## Short task
Rewrite the listing below so that each "farthest from its outline" becomes "farthest from its edges", keeping everything else unchanged. Omit the pictures from your answer.

## Task material
::::::::
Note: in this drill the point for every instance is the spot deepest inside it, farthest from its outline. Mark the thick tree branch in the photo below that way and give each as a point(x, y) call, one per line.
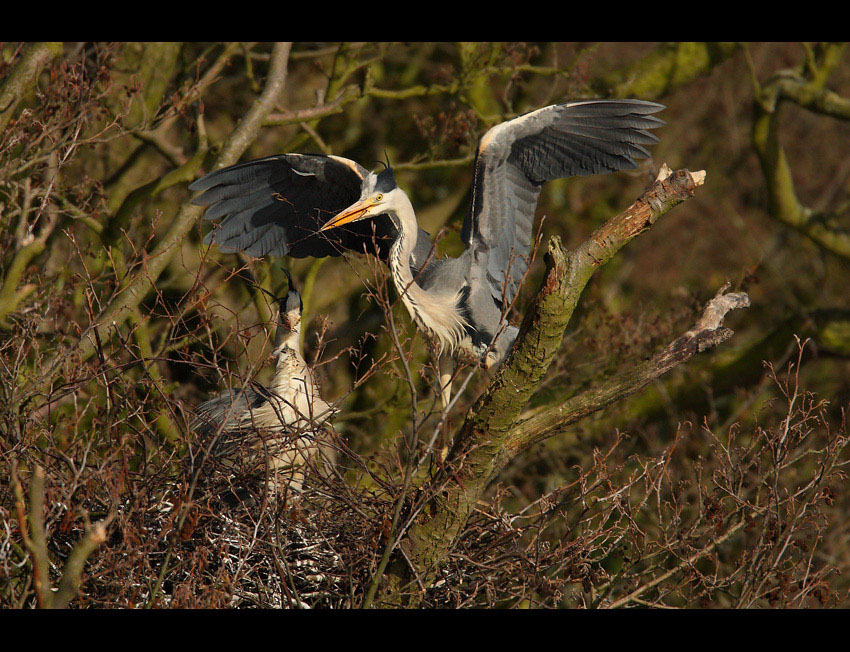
point(805, 87)
point(707, 333)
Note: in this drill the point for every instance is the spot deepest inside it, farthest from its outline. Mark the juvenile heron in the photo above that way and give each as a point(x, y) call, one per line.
point(314, 205)
point(271, 432)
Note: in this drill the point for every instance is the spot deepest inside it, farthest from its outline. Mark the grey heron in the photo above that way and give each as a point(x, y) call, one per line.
point(272, 431)
point(320, 205)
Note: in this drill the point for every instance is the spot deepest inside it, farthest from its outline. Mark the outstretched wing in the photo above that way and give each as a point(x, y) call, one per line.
point(276, 205)
point(515, 158)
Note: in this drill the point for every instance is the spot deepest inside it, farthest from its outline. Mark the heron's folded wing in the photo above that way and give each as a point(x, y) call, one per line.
point(516, 157)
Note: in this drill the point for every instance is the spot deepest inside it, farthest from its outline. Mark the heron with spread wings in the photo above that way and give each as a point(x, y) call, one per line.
point(319, 205)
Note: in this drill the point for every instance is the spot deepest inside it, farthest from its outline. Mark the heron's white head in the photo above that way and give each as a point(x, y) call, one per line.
point(380, 195)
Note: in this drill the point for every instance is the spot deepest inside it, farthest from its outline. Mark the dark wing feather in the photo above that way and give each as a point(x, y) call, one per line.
point(515, 158)
point(276, 205)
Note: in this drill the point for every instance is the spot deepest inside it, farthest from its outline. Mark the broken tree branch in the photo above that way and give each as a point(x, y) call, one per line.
point(487, 439)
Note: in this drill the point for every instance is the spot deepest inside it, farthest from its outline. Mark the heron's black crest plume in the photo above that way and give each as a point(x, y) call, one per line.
point(386, 180)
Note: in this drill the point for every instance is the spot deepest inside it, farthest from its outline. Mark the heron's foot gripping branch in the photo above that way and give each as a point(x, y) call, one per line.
point(492, 434)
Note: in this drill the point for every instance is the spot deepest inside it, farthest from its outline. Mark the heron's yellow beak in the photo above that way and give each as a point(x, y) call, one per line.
point(350, 214)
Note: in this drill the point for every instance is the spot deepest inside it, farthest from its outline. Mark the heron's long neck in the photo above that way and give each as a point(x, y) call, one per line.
point(435, 313)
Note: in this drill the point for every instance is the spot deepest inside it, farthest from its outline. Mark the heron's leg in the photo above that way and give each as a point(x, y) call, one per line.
point(447, 369)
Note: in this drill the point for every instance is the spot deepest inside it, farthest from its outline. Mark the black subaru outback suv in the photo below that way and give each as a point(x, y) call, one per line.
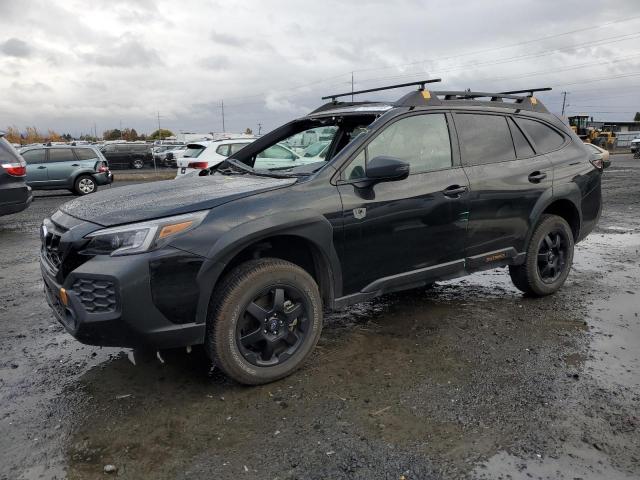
point(433, 186)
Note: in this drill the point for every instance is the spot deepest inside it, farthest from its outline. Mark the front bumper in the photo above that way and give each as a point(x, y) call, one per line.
point(109, 302)
point(105, 178)
point(15, 200)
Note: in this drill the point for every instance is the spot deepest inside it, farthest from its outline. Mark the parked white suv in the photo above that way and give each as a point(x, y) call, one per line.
point(208, 153)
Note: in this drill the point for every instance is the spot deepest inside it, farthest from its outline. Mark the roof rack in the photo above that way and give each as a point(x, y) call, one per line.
point(469, 98)
point(420, 84)
point(530, 91)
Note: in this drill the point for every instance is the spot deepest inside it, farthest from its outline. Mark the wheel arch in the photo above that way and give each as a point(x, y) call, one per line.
point(565, 202)
point(306, 242)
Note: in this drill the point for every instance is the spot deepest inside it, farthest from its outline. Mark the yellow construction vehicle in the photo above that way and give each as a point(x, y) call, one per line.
point(590, 134)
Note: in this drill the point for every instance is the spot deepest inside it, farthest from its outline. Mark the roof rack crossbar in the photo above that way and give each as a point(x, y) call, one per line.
point(420, 84)
point(530, 91)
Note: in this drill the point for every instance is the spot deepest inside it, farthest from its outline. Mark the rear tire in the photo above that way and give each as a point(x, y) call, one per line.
point(84, 185)
point(264, 321)
point(549, 258)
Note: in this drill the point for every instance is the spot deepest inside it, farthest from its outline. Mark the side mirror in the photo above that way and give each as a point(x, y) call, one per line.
point(387, 169)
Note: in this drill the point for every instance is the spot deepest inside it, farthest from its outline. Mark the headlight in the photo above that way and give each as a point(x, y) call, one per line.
point(141, 237)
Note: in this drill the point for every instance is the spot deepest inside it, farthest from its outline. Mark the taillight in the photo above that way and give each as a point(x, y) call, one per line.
point(598, 163)
point(15, 169)
point(200, 165)
point(102, 168)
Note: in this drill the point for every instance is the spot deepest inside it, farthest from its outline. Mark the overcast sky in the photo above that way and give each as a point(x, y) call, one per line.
point(65, 64)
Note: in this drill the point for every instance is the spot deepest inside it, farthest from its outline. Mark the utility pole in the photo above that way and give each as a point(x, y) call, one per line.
point(352, 86)
point(564, 102)
point(222, 105)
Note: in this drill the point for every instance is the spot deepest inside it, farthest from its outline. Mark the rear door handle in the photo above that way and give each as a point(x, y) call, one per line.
point(537, 177)
point(454, 191)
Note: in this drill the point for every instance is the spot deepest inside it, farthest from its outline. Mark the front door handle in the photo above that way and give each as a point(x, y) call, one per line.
point(537, 177)
point(454, 191)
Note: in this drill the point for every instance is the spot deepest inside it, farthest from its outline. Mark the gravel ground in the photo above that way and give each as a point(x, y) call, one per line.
point(467, 380)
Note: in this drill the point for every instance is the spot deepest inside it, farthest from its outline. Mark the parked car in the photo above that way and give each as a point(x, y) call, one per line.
point(434, 185)
point(128, 155)
point(600, 154)
point(78, 169)
point(207, 153)
point(15, 194)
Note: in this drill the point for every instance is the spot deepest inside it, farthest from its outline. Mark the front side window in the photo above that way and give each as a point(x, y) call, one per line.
point(61, 155)
point(34, 156)
point(545, 138)
point(86, 154)
point(223, 150)
point(420, 140)
point(484, 139)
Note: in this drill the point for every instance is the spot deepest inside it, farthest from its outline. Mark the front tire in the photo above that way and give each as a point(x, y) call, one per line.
point(549, 258)
point(265, 320)
point(84, 185)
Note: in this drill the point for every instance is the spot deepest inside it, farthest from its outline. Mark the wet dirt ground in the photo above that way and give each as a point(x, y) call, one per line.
point(468, 379)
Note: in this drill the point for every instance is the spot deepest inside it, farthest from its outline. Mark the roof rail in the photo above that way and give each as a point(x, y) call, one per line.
point(420, 84)
point(469, 98)
point(530, 91)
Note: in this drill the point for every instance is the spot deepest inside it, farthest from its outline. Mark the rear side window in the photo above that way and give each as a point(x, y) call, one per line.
::::::::
## Answer to this exercise
Note: in this drill the point for every instance is the spot deepest inside it, farthest from its edges. Mark the thick tree branch in the photo below that way and give each as a point(x, y) call, one per line.
point(805, 87)
point(707, 333)
Note: in this drill the point for every instance is the spot deepest inside it, farthest from its edges. Mark the juvenile heron in the photo above that way and give each as a point(x, y) call, one per line.
point(314, 205)
point(271, 432)
Note: in this drill the point for every instance is the spot deepest inside it, farthest from its edges. Mark the grey heron in the photo above that way and give each as a point(x, y) call, one per line.
point(272, 431)
point(320, 205)
Note: in this drill the point for every instance is the spot deepest inside it, farthest from its edges. Mark the outstretched wing in the photo above that way and give each as a point(x, y) call, one per line.
point(276, 205)
point(515, 158)
Note: in this drill the point for every instance is the spot deepest inside it, farthest from its edges. Mark the heron's folded wing in the photo above that way and give each as a point(x, y) call, one per line.
point(516, 157)
Note: in this drill the point for every instance is the spot deepest inside it, farthest from its edges. Mark the heron with spread wings in the photo above that way and give each as a point(x, y) call, one per line.
point(319, 205)
Note: in this drill the point for every instance is the spot deepest inside it, farthest from its edges. Mark the heron's white head in the photo above that way and give each as a point(x, y) call, one per line.
point(380, 195)
Note: in this drill the point for every instance is the spot deepest inside it, farthest from its edges. Mark the dark wing feather in the photo above that way and give each as a point(x, y) call, one per line.
point(515, 158)
point(276, 205)
Note: in this drill the point for every instance is the spot deepest inside it, farthest from its edges. Mark the broken tree branch in the photo above that way and give each as a point(x, y) call, one per line.
point(487, 439)
Note: in this drill the point for every instance is the spot deepest inside it, farthest from its edges. Mark the heron's black crest plume in the photo above that way and give each as a point(x, y) call, one per line.
point(386, 180)
Note: in this drill the point for every instance is the spot deepest inside it, farthest from its edges. Mark the heron's foot gripping branch in the photo above that way and give each as a point(x, y) call, one per line.
point(492, 434)
Note: in this drill the point for every instance is the spot deepest inside it, farthest from its edges. Mark the heron's yellow beak in the photo above that way and give each as a point(x, y) call, one per line.
point(350, 214)
Note: in this drill the point for every instance is the spot deepest inside it, farthest from its edges. Mark the heron's long neck in the photo above that way and give each as a point(x, y) call, one per line.
point(435, 313)
Note: in this drill the point for every instance is the spot deepest inside it, farthest from its edges. Mark the heron's leg in the photo above that way and give each as a point(x, y) call, one per line.
point(447, 369)
Note: in this drill the point for every instance is the spot deepest inside it, farthest from its edges. Mark the black subaru outback suv in the photo below that way and give each as a point(x, y) call, one per line.
point(433, 186)
Note: in this drill the point for every instance is the spot deepest inside it, farthest from its edges. Mark the front bumper in the photo above that way and give each as a point(x, y) call, one per line.
point(109, 302)
point(105, 178)
point(15, 200)
Note: in this drill the point for every instance is the spot deepest inside it, farthest from its edges. Mark the parked white suv in the photo above that way and give each as a point(x, y) call, one per line.
point(208, 153)
Note: in this drill the point for every instance is the spot deepest inside it, farthest from its edges. Mark the roof rack in the photo above that way and give each as a point(x, y) call, one per line.
point(469, 98)
point(420, 84)
point(530, 91)
Note: in this drill the point for every instance is the spot deepest inside it, farthest from its edges. Mark the wheel arch in the photo above that way and give each as a point(x, y) call, one per line.
point(565, 202)
point(306, 242)
Note: in this drill the point for every instance is the spot deepest inside it, farthest from its edges. Mark the yellow construction vehicle in the photo above that way and give each as a point(x, y) call, one per line.
point(590, 134)
Note: in this drill the point for every instance is the spot deepest inside it, farthest from its edges. Mark the roof rack crossbar in the photo above that way and give each as a point(x, y) call, one per line.
point(420, 84)
point(530, 91)
Note: in this drill the point for every instance is the spot deepest inside it, farthest from its edges. Mark the rear tire in the photo above that way and give each as a point(x, y) call, one per line.
point(84, 185)
point(264, 321)
point(549, 258)
Note: in this drill the point for every instance is the spot deepest inside it, farthest from its edges. Mark the side mirror in the photo above that way and give each as a point(x, y) call, one per line.
point(387, 169)
Note: in this drill the point for every instance is the spot deepest inside it, farthest from its edges. Mark the headlight in the photo above that way and give each as a point(x, y) call, one per line.
point(141, 237)
Note: in this drill the point for every instance is the spot deepest inside it, farthest from its edges. Mark the taillight in the photo above that way and give each as a point(x, y) call, one per line.
point(598, 163)
point(15, 169)
point(200, 165)
point(102, 168)
Note: in this drill the point for every instance is the spot deepest inside it, farthest from its edges. Mark the overcast sky in the photo above that way and give each as a point(x, y) call, one per line.
point(65, 64)
Note: in this drill the point for every instance is the spot deepest inside it, farthest from its edges. Mark the utility pole in the photo above that way and give each as a point(x, y) call, one per line.
point(352, 86)
point(564, 102)
point(222, 105)
Note: in this drill the point for every instance is the spot deepest inside it, farthest from its edges. Mark the rear door handle in the photo above that way and give each as a point(x, y) call, one per line.
point(537, 177)
point(454, 191)
Note: in this drill the point for every instance is the spot deepest inside it, farthest from its edges. Mark the front door handle in the photo above that way and give each as a point(x, y) call, one per line.
point(537, 177)
point(454, 191)
Note: in this drill the point for every instance is the spot deepest inside it, farthest from its edges. Mark the gravel ground in the photo above that way and give each as a point(x, y) call, one per line.
point(467, 380)
Note: in this drill the point for every instance is the spot deepest inside it, farthest from its edges. Mark the parked car in the photo above that way and give each as a point(x, y) call, one per line.
point(434, 185)
point(128, 155)
point(600, 154)
point(78, 169)
point(207, 153)
point(15, 194)
Note: in this drill the point for every instance is the spot deepest inside it, farthest from its edges. Mark the front side window in the photo above that way and give each as a point(x, y) call, one per line.
point(61, 155)
point(34, 156)
point(545, 138)
point(86, 154)
point(223, 150)
point(420, 140)
point(484, 139)
Note: in this drill the point for every instance is the spot deepest inside it, farthest from its edges. Mark the front tire in the photo above that way and give each as a point(x, y) call, one per line.
point(549, 258)
point(265, 320)
point(84, 185)
Note: in this drill the point for every instance is the spot deepest inside it, farthest from its edges. Mark the wet dirt ground in the photo above that way and give each as a point(x, y) call, one per line.
point(468, 379)
Note: in this drill the point for every instance is the spot deepest inside it, farthest from its edges. Mark the roof rail in the photo above that way and give each as a point(x, y) call, one per line.
point(420, 84)
point(469, 98)
point(530, 91)
Note: in this drill the point for every instance is the spot deepest inside it, farthest from its edges. Mark the rear side window in the photo above that way and give each as a point(x, y) call, one per line.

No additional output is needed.